» Entries for pointing and labeling
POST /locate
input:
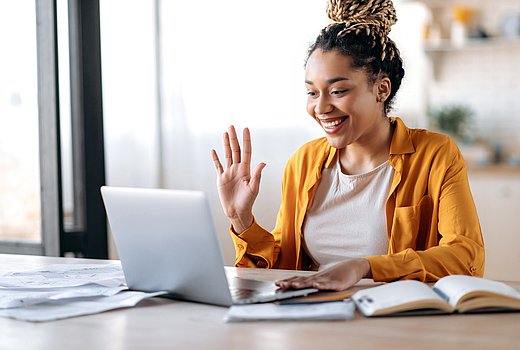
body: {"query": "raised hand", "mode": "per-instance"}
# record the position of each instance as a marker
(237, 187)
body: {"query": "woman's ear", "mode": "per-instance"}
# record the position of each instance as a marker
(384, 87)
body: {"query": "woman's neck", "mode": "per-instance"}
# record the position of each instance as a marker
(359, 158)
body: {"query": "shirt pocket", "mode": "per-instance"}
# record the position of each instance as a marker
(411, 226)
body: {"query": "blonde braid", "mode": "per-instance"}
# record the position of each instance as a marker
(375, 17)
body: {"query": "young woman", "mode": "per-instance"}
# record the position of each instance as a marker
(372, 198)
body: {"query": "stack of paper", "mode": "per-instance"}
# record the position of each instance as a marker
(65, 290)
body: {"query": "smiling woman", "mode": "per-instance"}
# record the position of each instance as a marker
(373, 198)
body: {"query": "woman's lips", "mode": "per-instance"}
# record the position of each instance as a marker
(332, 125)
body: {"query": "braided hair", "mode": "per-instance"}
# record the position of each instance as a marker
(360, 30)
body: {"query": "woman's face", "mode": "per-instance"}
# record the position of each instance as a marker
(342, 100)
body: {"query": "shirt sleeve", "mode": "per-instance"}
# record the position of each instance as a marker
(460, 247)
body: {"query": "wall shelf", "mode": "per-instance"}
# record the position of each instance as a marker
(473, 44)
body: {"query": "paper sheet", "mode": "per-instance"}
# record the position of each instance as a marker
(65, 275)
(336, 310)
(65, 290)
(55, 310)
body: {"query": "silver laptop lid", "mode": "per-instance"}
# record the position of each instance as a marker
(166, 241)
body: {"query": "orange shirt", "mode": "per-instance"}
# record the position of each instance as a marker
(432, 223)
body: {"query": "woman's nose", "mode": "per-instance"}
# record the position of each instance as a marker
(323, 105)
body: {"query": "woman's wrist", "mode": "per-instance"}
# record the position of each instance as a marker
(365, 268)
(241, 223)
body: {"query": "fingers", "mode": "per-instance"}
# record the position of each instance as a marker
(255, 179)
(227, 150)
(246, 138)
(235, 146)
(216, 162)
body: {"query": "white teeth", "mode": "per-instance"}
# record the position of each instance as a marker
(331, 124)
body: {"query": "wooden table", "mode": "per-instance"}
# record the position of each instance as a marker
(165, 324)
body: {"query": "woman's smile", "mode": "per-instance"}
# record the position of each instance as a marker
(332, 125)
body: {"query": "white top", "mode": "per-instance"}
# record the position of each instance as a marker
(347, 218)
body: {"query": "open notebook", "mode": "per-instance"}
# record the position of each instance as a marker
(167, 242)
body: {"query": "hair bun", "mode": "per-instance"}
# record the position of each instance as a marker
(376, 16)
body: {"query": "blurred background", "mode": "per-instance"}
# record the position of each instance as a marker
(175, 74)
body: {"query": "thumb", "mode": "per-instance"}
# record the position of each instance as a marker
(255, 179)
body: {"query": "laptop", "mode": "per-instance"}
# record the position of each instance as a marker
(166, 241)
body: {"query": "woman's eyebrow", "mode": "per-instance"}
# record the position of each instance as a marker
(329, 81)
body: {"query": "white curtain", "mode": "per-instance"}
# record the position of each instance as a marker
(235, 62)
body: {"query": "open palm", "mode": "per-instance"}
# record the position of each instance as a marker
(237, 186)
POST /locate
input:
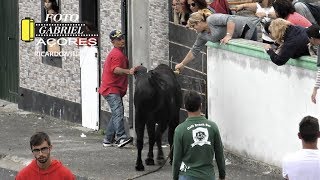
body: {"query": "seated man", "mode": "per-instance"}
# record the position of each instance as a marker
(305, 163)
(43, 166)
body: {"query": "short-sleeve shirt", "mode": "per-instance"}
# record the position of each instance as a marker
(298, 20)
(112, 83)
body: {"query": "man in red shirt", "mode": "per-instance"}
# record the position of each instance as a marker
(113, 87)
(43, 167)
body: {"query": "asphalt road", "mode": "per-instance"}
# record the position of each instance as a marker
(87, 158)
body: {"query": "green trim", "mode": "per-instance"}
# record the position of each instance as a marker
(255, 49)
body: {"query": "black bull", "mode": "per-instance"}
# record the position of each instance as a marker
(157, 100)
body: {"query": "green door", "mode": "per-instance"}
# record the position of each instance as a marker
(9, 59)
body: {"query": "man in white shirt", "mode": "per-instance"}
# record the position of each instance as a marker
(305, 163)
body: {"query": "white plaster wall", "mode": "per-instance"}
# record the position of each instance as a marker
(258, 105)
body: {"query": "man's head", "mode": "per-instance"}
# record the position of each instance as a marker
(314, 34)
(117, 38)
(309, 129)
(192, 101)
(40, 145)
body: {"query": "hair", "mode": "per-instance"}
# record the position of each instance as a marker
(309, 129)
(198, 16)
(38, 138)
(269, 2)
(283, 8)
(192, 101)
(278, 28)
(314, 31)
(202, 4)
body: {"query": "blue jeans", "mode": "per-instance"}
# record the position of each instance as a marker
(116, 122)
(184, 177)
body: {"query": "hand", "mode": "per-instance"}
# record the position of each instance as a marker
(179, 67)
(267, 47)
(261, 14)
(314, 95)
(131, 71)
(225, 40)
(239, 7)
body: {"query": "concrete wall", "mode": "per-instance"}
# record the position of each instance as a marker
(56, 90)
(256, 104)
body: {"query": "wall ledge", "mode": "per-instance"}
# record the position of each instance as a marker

* * *

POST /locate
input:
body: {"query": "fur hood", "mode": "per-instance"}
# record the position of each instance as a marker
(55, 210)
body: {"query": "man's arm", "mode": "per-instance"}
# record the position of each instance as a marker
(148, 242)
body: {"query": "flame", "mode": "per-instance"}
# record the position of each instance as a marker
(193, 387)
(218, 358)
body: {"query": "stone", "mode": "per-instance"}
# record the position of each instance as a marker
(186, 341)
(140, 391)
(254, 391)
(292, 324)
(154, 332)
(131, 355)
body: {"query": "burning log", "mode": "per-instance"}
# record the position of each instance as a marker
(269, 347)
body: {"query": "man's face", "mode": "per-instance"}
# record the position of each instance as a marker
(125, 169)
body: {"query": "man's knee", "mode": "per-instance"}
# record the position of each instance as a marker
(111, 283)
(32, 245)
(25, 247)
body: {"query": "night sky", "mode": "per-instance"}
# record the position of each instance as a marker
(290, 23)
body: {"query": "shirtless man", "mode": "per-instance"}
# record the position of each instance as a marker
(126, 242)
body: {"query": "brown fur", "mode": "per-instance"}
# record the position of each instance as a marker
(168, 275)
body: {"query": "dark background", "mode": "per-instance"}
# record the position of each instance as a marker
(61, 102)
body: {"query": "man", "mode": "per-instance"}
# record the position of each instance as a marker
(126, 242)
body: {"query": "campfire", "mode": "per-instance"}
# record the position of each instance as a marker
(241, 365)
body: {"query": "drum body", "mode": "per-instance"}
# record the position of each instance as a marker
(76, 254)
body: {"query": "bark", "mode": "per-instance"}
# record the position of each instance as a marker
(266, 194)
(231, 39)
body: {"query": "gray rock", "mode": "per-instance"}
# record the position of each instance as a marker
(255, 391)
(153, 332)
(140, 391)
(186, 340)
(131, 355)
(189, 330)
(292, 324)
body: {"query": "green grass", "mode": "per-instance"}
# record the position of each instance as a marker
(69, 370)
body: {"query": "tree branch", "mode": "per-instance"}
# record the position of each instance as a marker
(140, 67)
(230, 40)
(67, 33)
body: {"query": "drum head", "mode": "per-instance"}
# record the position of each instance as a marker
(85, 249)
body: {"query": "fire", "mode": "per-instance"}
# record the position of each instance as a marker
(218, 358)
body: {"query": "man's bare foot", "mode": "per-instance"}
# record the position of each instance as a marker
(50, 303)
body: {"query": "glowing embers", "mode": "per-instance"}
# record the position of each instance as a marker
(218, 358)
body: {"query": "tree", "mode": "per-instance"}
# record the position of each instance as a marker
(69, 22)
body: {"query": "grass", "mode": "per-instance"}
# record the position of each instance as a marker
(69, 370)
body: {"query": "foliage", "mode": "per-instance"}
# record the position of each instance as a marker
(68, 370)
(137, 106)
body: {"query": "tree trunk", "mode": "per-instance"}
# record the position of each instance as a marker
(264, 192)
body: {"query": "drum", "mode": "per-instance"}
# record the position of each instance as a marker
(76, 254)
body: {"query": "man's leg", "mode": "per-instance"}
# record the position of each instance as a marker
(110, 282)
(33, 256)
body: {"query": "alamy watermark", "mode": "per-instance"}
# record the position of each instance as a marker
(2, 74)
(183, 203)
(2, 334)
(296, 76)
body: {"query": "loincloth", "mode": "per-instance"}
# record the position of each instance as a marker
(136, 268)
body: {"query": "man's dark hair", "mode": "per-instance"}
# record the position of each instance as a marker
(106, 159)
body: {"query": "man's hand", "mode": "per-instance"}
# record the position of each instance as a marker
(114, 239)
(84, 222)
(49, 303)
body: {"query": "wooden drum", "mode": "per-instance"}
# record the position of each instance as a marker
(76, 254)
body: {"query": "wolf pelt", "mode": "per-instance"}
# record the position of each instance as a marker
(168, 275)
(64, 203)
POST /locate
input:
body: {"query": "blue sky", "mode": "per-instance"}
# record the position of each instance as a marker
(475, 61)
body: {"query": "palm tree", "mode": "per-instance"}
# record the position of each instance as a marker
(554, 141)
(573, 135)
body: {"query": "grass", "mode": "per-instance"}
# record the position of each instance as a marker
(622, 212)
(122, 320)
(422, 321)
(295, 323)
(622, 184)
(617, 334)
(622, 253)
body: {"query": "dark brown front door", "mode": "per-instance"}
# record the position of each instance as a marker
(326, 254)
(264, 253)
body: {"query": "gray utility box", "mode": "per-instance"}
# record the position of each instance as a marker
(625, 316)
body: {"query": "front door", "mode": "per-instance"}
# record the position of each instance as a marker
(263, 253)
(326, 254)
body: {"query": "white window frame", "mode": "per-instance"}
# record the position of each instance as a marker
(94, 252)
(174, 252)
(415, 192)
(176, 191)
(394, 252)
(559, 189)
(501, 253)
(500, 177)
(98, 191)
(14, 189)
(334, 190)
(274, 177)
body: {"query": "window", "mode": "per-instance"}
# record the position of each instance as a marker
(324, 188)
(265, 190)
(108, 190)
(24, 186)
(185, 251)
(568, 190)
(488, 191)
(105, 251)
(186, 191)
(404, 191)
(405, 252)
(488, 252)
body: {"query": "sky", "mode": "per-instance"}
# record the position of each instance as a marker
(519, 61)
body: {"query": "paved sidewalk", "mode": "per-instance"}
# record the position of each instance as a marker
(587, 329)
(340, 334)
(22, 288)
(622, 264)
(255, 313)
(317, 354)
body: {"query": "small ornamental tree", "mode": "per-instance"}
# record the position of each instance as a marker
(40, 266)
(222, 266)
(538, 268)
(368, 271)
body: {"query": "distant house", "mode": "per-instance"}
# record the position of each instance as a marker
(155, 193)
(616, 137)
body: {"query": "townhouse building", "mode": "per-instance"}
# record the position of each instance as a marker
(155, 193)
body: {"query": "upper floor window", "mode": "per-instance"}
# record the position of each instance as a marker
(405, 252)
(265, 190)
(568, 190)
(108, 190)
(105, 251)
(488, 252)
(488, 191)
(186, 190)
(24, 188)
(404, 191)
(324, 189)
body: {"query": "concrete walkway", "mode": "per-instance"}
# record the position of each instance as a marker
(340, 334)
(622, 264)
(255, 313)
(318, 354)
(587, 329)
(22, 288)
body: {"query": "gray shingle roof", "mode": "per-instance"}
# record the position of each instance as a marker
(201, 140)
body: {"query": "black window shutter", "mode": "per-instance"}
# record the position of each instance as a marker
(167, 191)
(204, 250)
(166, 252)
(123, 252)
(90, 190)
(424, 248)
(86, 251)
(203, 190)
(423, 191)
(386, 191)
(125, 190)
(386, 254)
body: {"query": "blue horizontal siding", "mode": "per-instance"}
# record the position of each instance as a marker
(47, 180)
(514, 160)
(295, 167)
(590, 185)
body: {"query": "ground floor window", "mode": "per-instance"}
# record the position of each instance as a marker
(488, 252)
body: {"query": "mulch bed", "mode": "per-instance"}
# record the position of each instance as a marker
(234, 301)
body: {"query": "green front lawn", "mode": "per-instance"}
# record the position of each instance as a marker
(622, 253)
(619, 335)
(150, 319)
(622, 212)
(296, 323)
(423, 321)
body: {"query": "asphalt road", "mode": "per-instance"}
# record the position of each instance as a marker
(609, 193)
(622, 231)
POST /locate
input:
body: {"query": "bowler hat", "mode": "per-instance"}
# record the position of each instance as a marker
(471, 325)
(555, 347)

» SHORT EXERCISE
Display each line in the rows above that contains the word "floor". Treat uppercase and lowercase as different.

» EXPECTED ANSWER
body: {"query": "upper floor window", "mode": "per-instance"}
body: {"query": "ground floor window", "mode": "per-instance"}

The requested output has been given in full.